:: QUOTED PASSAGE ::
────────────────────

Husqvarna 701 Enduro: The 650 thumper grows up

The thumper is in decline. The Japanese OEMs aren’t updating their big singles, and no new 650-class singles have come from the major manufacturers for years.

The Husqvarna 701 Enduro is the exception to this trend. Packed with high-spec components and technological advancement over its peers, the 701 platform takes the 650 class forward at a time when almost everyone seems to have given up on this class of motorcycles. The 701 is based on the KTM 690 series, but with enough changes that you won’t mistake them for the same bike.

The 701 showed up in showrooms in 2015; the version I rode was the updated 2017 model, with only slight changes over the original model and a list price of $14,049.

What’s new

Visually, the new 701 is barely changed over the outgoing model. Most of this year’s updates were aimed at making the machine compliant with the Euro4 emissions standards. This meant Husky included a new 50 mm Keihin throttle body and made some top-end changes, which had a pleasant side effect: the engine makes more power now. Max output is now 74 hp at 8,000 rpm (up 6 hp) and 52.6 ft-lb of torque at 6,750 rpm (up 4.4 ft-lb).

That means the 701 is the most powerful single-cylinder machine in our market (the 690 Duke R makes 75 hp, but is not available in Canada). That power doesn’t equal a rougher ride, though; vibrations are kept in check with a secondary balancer shaft. Now, the engine redlines 1,000 rpm higher thanks to the updates, which accounts for the horsepower gain.

The power delivery is also smoothed out with a throttle-by-wire mechanism with no mechanical linkages.

Another important change: Husqvarna’s previous versions of this bike included selectable engine modes. There was considerable online griping about the adjustment mechanism, which was only accessible by removing the seat. Husqvarna has silenced the critics by deleting the feature from the 2017 model.

────────────────────

:: COLLECTED MATERIAL ::
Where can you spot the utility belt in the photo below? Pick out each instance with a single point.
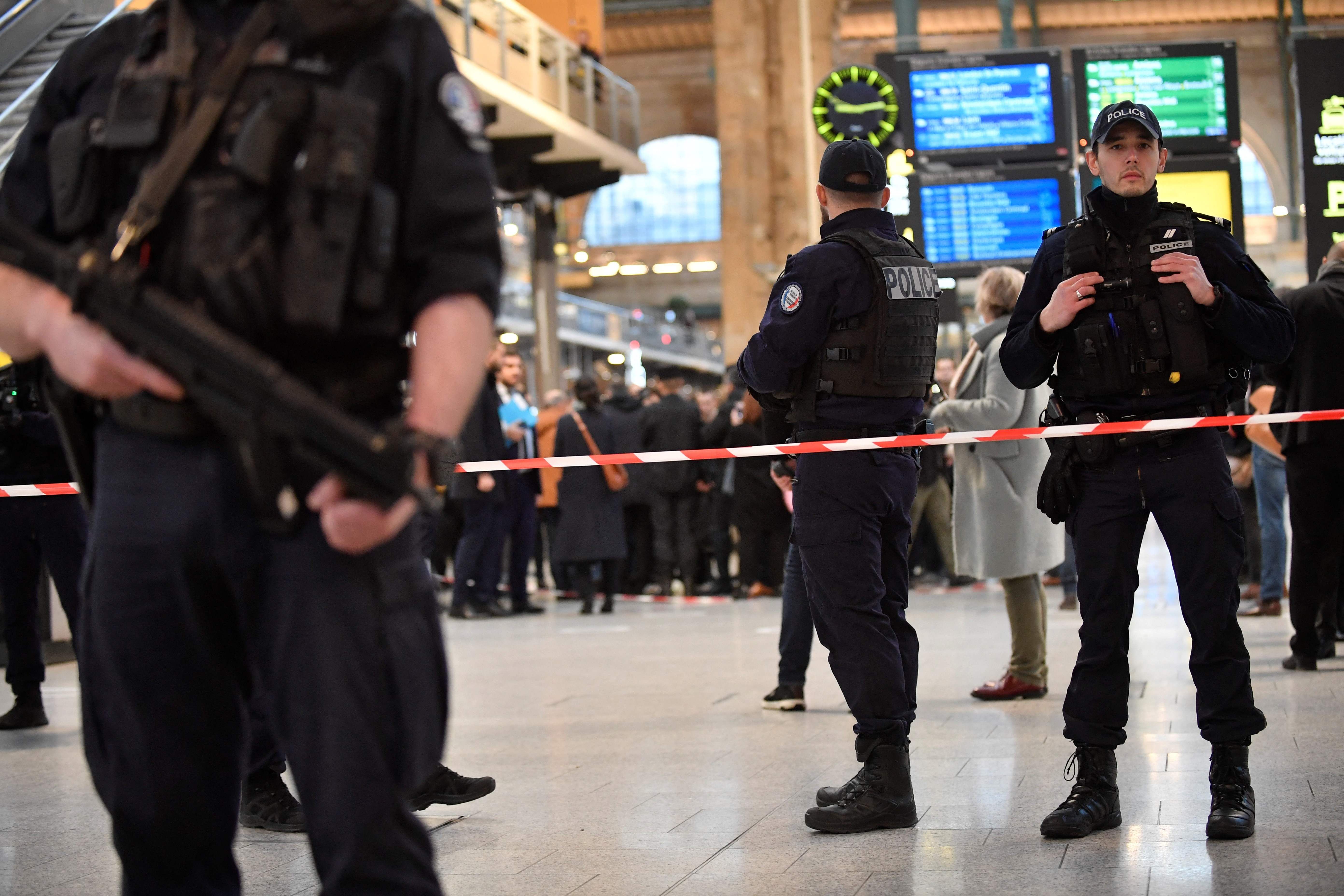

────────────────────

:: EXERCISE INSTRUCTIONS ::
Extend the review of the Husqvarna 701 Enduro past its final sentence. Nothing in the listing is needed here.

:: THE RESPONSE ::
This sort of open gravel road was where the Husky felt most at home. Photo: Ken Washburn
The Ride

Less than a minute into my first ride aboard the 701 Enduro, I knew the machine would be a wild ride. I grabbed a fistful of throttle leaving Adair’s Wilderness Lodge, then backed off, and saw the handlebars quickly get squirrelly. Interesting…

You’re getting a complete package when you buy this Husqvarna. It has great brakes, high-quality suspension, lots of power, razor-sharp handling and it’s very light. That means you’ve got to pay more attention than you do on board your old KLR. However, it also means you can absolutely rail on this machine if the street or trail permits.

The 701’s incredibly smooth engine makes it a dream to ride aggressively on back roads; you’re able to push the bike far beyond what you’d expect of a thumper (the slipper clutch smooths things out too). The gearshift lever throw is a bit long, but you get used to that quickly. There’s a lot of power on tap, and all without the usual hours of carb tweaking and the annoyingly loud exhaust necessary for performance improvements on your garden-variety 650 duallie. This machine will challenge your preconceptions of what a single-cylinder engine can do.

That factory skid plate and the heavy-duty barkbusters mean the 701 is pretty well-equipped for off-road work straight from the showroom.

Although the suspension is definitely on the stiff side, it keeps the power to the ground nicely, and you’re able to flick the bike nicely through the twisties. Although it’s rated at 145 kg (dry weight), the attention paid to mass centralization pays off. That’s a light bike, but it feels even lighter thanks to touches like a rear-mounted fuel tank.

If you want to move around on the seat, it’s easy: the oddly-styled pad extends further forward than any other motorcycle seat I’ve used (which might make aftermarket replacement complicated), allowing you to get your weight way, way forward. That helps, if you’re into hooligan riding. And you’re probably going to want to move around on the seat anyway because it isn’t super-comfortable (although better than some of the 650-class competition).

My only real complaint for street riding was the handlebar twitch I mentioned earlier. I had this happen several times, and I suspect the 701 would benefit from a steering damper. This isn’t rare with European enduros.

The 701 has a very narrow profile up front, which helps in the tighter stuff.

Most people aren’t buying this machine for the street, though (that’s where the 701 Supermoto model comes in). Everyone I talked to wanted to know about the bike’s performance in the dirt.

Off-road, the 701 is a good-and-bad, Jekyll-and-Hyde affair. Or, maybe it’s all Mr. Hyde (remember, he was the villain in the story). On the open trails, you’re able to harness all that brutish nature, flogging this beast to your will. Thanks to the fully-adjustable WP suspension, you’re able to keep all that power to the ground; my test bike had Michelin Desert Race tires, and I never felt like I lacked traction.

Along with forks and shock, a few design features make the 701 much more dirt-friendly than the competition. For one, the bike comes set up for off-road use out of the crate, with proper handguards and a skid plate. With the fuel tank in the back, the front end is quite slim and the radiator is nicely tucked away, out of harm’s way.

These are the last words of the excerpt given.